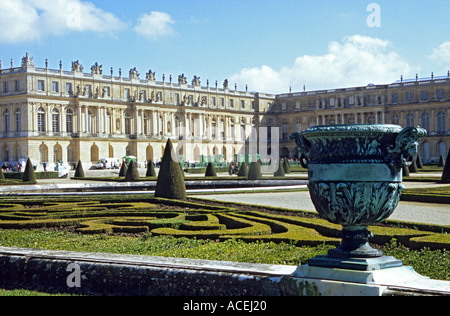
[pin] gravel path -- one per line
(405, 211)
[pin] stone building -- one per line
(57, 115)
(417, 102)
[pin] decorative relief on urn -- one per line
(355, 175)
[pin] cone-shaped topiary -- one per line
(150, 169)
(286, 166)
(210, 170)
(441, 161)
(280, 172)
(254, 172)
(446, 173)
(181, 168)
(79, 172)
(413, 168)
(29, 175)
(419, 162)
(123, 169)
(170, 184)
(405, 171)
(132, 173)
(243, 170)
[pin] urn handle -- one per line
(406, 145)
(304, 147)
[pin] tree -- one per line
(254, 172)
(123, 169)
(170, 184)
(405, 171)
(286, 166)
(132, 174)
(413, 167)
(150, 169)
(441, 161)
(419, 162)
(446, 173)
(29, 175)
(243, 170)
(79, 172)
(210, 170)
(280, 172)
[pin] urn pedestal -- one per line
(355, 175)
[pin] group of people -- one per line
(233, 168)
(8, 167)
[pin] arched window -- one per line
(41, 120)
(410, 120)
(426, 152)
(284, 131)
(57, 153)
(69, 121)
(43, 153)
(90, 127)
(395, 119)
(18, 120)
(243, 132)
(127, 124)
(55, 121)
(442, 149)
(426, 121)
(441, 122)
(94, 153)
(7, 125)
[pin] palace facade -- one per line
(56, 115)
(417, 102)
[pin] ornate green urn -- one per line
(355, 175)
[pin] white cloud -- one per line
(25, 20)
(442, 53)
(356, 61)
(155, 25)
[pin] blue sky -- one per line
(268, 45)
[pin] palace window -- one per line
(426, 121)
(394, 98)
(395, 119)
(40, 85)
(284, 131)
(7, 126)
(410, 120)
(55, 121)
(243, 134)
(18, 120)
(69, 121)
(90, 122)
(127, 124)
(441, 122)
(55, 86)
(41, 120)
(409, 96)
(424, 95)
(69, 88)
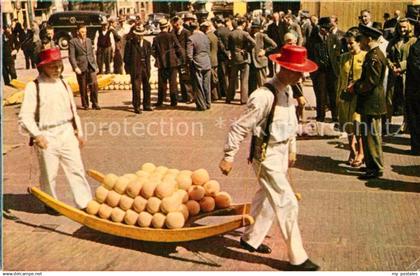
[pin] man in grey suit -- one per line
(259, 61)
(240, 44)
(82, 60)
(208, 29)
(198, 52)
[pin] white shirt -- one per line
(55, 102)
(283, 128)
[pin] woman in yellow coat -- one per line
(350, 71)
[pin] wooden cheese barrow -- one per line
(187, 233)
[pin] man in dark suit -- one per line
(82, 60)
(259, 61)
(276, 32)
(198, 52)
(240, 45)
(169, 55)
(9, 55)
(182, 35)
(208, 29)
(137, 63)
(223, 55)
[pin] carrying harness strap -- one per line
(266, 133)
(37, 109)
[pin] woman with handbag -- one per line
(350, 71)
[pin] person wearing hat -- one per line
(207, 28)
(397, 54)
(325, 49)
(48, 113)
(184, 76)
(168, 56)
(105, 46)
(240, 45)
(10, 47)
(259, 61)
(371, 101)
(198, 53)
(412, 92)
(82, 60)
(137, 55)
(270, 116)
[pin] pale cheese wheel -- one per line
(93, 207)
(121, 184)
(153, 205)
(207, 204)
(184, 181)
(196, 192)
(200, 177)
(135, 186)
(101, 193)
(193, 207)
(165, 188)
(105, 211)
(148, 167)
(139, 204)
(158, 220)
(126, 202)
(170, 204)
(175, 220)
(109, 181)
(117, 214)
(131, 217)
(145, 219)
(183, 195)
(113, 199)
(223, 200)
(149, 187)
(212, 187)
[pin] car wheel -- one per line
(63, 42)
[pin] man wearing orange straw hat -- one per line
(270, 116)
(49, 114)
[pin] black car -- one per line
(65, 23)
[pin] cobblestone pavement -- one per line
(347, 224)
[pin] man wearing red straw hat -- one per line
(49, 114)
(270, 116)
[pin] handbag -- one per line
(346, 95)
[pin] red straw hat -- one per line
(48, 56)
(294, 58)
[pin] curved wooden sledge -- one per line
(150, 234)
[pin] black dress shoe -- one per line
(370, 175)
(51, 211)
(307, 265)
(261, 249)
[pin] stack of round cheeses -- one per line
(157, 197)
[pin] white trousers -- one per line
(63, 148)
(275, 199)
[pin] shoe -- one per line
(261, 249)
(51, 211)
(370, 175)
(307, 265)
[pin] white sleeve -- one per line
(256, 108)
(27, 111)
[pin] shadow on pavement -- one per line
(393, 185)
(407, 170)
(218, 246)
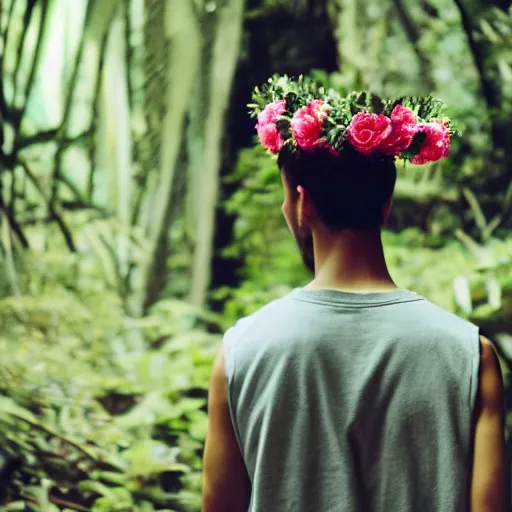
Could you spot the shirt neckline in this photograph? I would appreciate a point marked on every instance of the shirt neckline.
(332, 296)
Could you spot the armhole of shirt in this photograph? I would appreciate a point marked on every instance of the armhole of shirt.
(475, 369)
(228, 345)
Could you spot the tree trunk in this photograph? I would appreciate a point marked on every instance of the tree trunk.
(184, 37)
(116, 135)
(220, 56)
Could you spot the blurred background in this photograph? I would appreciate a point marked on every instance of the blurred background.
(139, 219)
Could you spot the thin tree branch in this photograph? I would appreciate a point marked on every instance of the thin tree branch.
(35, 64)
(4, 107)
(27, 17)
(95, 108)
(413, 35)
(52, 135)
(14, 225)
(489, 90)
(52, 212)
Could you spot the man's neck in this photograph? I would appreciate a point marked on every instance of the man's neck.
(351, 261)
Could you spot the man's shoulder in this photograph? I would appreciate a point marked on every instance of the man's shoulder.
(260, 315)
(431, 311)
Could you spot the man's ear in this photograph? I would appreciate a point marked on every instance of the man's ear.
(306, 211)
(386, 212)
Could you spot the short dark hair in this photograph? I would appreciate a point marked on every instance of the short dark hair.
(349, 190)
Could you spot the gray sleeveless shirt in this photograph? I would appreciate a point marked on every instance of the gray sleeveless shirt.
(348, 402)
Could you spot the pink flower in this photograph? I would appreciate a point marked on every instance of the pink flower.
(436, 145)
(307, 124)
(403, 129)
(268, 133)
(272, 112)
(367, 131)
(403, 115)
(270, 137)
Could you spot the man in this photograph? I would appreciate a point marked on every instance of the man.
(351, 394)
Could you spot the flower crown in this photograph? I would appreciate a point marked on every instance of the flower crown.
(302, 113)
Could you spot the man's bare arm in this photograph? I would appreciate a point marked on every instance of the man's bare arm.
(226, 486)
(489, 486)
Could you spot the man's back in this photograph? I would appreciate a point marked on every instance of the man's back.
(352, 402)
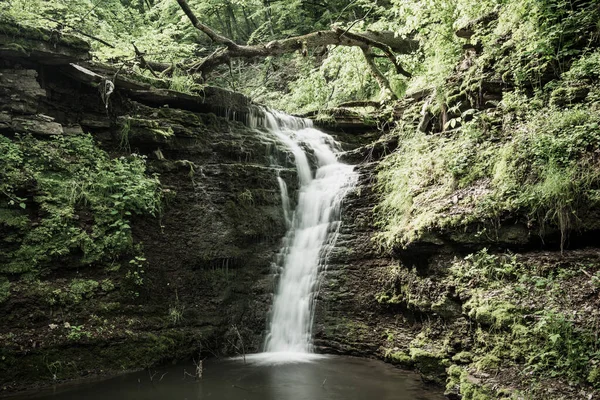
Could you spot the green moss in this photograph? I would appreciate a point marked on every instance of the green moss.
(84, 200)
(464, 357)
(431, 365)
(399, 358)
(4, 289)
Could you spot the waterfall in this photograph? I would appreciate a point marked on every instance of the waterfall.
(313, 228)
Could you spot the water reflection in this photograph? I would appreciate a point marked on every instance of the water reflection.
(331, 378)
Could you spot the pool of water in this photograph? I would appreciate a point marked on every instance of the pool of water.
(326, 377)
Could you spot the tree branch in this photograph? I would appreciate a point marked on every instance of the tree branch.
(385, 41)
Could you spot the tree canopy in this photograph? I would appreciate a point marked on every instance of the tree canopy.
(302, 55)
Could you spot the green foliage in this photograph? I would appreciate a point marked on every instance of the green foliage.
(4, 289)
(543, 167)
(78, 202)
(542, 335)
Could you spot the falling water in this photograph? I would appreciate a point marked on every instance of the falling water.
(312, 232)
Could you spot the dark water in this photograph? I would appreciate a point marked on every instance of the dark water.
(331, 378)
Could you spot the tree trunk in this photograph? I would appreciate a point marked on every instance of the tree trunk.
(386, 42)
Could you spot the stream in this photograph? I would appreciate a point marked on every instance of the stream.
(331, 378)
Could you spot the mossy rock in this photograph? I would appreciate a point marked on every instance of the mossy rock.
(432, 366)
(446, 308)
(464, 357)
(399, 358)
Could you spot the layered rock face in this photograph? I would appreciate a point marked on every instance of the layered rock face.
(198, 279)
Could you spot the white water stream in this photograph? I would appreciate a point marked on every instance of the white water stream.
(313, 228)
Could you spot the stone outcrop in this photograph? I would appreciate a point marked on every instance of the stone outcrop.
(208, 256)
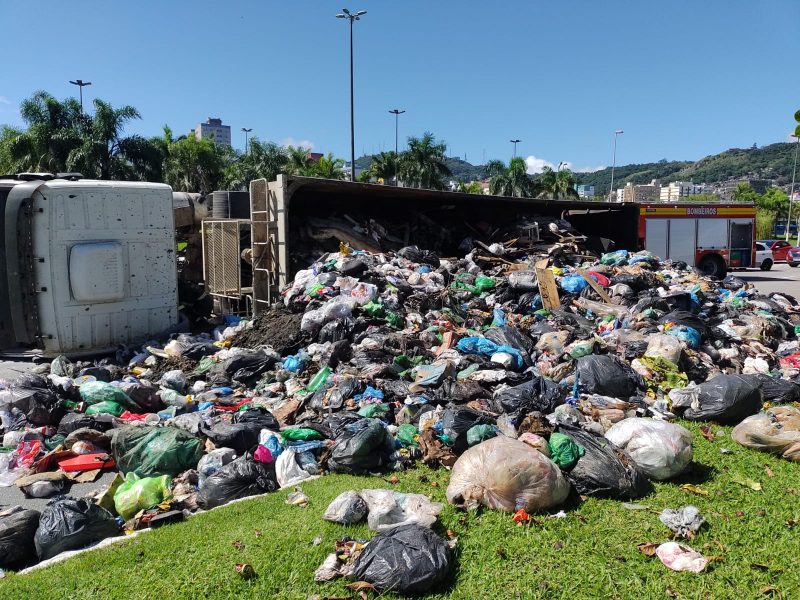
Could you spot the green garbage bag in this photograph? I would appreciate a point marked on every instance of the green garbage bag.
(93, 392)
(563, 451)
(304, 434)
(374, 410)
(479, 433)
(106, 407)
(152, 451)
(406, 435)
(141, 493)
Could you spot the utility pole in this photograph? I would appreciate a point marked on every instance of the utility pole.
(613, 165)
(81, 84)
(345, 14)
(396, 112)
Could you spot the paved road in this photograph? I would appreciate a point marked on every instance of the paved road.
(781, 278)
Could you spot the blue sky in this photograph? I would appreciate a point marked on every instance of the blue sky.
(683, 78)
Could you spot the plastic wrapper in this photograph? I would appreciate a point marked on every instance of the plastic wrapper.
(407, 560)
(506, 474)
(661, 450)
(776, 430)
(70, 524)
(726, 399)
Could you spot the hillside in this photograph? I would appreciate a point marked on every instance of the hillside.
(769, 162)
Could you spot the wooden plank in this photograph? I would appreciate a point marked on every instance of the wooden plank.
(595, 286)
(547, 286)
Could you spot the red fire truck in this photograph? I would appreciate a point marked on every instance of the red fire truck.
(713, 237)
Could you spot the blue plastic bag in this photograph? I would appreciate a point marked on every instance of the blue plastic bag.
(573, 284)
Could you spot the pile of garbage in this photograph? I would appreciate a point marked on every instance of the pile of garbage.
(532, 368)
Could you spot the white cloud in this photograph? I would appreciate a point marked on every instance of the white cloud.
(290, 141)
(536, 165)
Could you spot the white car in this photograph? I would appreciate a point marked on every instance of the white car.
(764, 260)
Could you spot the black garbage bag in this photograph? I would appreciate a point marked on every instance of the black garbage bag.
(727, 399)
(409, 559)
(510, 336)
(17, 528)
(457, 421)
(144, 394)
(74, 421)
(336, 330)
(257, 415)
(414, 254)
(240, 478)
(69, 524)
(605, 470)
(360, 447)
(608, 375)
(775, 390)
(239, 436)
(684, 317)
(198, 350)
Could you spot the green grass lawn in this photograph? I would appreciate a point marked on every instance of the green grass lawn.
(589, 554)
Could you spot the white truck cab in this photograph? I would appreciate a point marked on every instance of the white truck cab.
(85, 265)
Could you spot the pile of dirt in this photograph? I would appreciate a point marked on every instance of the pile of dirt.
(277, 328)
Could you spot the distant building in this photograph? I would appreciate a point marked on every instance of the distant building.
(680, 189)
(641, 193)
(215, 130)
(585, 192)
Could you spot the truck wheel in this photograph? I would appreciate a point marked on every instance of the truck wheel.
(712, 265)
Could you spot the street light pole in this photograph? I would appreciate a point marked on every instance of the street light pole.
(246, 131)
(396, 112)
(81, 83)
(345, 14)
(791, 192)
(614, 164)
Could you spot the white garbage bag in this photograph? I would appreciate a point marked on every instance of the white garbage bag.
(662, 450)
(508, 475)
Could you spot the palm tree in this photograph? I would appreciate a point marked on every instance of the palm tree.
(512, 180)
(329, 167)
(558, 184)
(264, 160)
(299, 161)
(423, 164)
(383, 167)
(105, 154)
(54, 130)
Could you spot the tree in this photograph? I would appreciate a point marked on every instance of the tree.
(383, 167)
(104, 153)
(473, 187)
(53, 132)
(263, 160)
(328, 167)
(299, 161)
(194, 165)
(512, 180)
(557, 184)
(423, 164)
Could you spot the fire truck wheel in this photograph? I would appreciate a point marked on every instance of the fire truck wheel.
(713, 266)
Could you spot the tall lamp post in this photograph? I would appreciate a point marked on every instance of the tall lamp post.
(246, 131)
(346, 14)
(81, 84)
(614, 164)
(396, 112)
(795, 135)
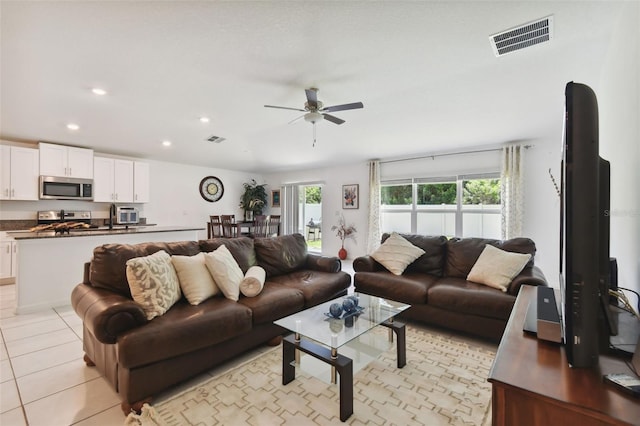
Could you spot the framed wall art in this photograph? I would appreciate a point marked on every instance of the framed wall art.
(275, 198)
(350, 196)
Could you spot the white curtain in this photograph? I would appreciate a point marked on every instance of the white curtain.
(512, 191)
(373, 240)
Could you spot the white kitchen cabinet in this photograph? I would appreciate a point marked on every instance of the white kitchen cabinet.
(113, 180)
(19, 173)
(8, 261)
(140, 182)
(66, 161)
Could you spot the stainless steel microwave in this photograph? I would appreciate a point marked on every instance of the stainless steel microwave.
(62, 188)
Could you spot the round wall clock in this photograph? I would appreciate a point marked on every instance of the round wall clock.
(211, 188)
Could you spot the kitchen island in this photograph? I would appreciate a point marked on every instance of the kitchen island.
(50, 265)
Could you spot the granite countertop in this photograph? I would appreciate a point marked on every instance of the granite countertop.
(103, 230)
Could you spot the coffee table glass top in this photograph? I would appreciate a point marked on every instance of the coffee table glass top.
(314, 323)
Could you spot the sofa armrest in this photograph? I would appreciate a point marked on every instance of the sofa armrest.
(105, 313)
(529, 276)
(323, 263)
(366, 264)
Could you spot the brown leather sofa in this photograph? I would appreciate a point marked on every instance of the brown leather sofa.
(141, 358)
(436, 287)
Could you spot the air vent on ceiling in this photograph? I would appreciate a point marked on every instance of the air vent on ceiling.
(527, 35)
(216, 139)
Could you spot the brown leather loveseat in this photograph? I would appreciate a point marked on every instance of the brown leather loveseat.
(436, 284)
(141, 357)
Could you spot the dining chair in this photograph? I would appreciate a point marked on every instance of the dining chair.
(274, 226)
(229, 228)
(260, 227)
(215, 227)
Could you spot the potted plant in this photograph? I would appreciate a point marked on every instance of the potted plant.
(253, 199)
(343, 232)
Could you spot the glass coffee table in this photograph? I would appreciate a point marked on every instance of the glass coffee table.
(317, 333)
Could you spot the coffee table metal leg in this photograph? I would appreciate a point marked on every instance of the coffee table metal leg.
(401, 343)
(288, 356)
(346, 391)
(342, 364)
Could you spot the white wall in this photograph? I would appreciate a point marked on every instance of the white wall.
(618, 95)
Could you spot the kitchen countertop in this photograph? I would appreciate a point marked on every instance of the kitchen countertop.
(103, 230)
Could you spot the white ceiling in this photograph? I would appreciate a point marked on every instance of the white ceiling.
(425, 72)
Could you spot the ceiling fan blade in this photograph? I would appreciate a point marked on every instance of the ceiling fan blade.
(312, 98)
(294, 109)
(333, 118)
(343, 107)
(296, 119)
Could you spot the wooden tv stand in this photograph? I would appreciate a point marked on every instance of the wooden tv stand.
(532, 383)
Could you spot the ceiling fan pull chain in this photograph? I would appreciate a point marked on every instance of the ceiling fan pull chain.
(314, 134)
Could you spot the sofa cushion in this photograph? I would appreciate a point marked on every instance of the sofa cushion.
(154, 283)
(225, 271)
(410, 287)
(465, 297)
(241, 248)
(108, 267)
(497, 268)
(432, 261)
(462, 253)
(281, 255)
(274, 302)
(253, 281)
(396, 253)
(182, 329)
(316, 286)
(196, 282)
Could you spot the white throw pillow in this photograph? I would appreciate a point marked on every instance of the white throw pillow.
(153, 283)
(497, 268)
(396, 253)
(196, 282)
(253, 281)
(225, 271)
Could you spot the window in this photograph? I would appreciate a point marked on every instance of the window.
(464, 206)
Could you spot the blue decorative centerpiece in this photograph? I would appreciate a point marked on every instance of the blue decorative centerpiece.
(335, 310)
(348, 305)
(345, 310)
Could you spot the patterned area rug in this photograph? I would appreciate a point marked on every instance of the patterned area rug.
(444, 382)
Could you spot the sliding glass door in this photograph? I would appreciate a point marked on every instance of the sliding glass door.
(303, 213)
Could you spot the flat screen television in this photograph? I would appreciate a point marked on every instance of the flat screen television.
(584, 231)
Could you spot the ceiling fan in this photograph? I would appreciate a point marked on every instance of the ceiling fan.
(315, 111)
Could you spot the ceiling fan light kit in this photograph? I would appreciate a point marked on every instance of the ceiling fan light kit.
(315, 111)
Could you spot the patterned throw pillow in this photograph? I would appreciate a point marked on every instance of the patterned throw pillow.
(225, 271)
(153, 283)
(196, 282)
(497, 268)
(396, 253)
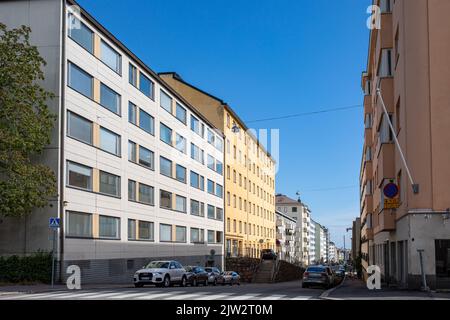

-----

» What to work on:
What you return must match, line for line, the records from the line containing "Could you spot the patterned throw" through their end, with both ends included and no pictures.

» Solution:
Could you spot the patterned throw pillow in this photograph? I would appreciate a point marked on every instance of the patterned throw pillow.
(225, 271)
(153, 283)
(196, 282)
(497, 268)
(396, 253)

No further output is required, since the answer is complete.